■ **TO DO**:
Return each line below that contains the string "arched". Case counts.

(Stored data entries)
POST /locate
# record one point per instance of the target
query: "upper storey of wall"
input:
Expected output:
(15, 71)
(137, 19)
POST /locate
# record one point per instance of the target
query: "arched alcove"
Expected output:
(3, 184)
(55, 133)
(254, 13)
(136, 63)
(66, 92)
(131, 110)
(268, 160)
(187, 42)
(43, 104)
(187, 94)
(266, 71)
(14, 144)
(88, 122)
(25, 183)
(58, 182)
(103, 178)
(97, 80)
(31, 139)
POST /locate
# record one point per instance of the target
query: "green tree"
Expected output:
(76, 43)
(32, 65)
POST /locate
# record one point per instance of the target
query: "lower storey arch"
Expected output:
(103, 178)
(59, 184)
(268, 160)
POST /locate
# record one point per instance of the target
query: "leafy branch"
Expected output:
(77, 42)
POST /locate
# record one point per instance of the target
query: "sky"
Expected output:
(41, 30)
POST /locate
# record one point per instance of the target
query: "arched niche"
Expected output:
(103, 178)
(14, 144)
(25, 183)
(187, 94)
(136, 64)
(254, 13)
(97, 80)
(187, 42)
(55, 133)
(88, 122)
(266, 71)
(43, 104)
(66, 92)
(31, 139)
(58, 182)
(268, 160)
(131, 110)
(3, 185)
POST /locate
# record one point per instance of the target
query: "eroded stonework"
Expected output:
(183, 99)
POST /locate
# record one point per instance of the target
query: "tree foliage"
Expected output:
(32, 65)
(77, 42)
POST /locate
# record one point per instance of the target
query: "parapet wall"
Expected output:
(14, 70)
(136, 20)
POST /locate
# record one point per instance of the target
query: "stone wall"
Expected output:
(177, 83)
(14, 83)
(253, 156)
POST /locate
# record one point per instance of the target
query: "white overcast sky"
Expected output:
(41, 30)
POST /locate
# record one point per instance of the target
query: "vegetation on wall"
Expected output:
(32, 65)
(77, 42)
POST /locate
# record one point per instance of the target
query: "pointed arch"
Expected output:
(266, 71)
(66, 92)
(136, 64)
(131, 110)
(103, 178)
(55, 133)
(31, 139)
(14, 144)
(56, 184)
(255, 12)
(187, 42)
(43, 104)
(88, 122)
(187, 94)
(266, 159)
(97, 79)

■ **WRITTEN RESPONSE**:
query: "arched alcove"
query: "arched niche"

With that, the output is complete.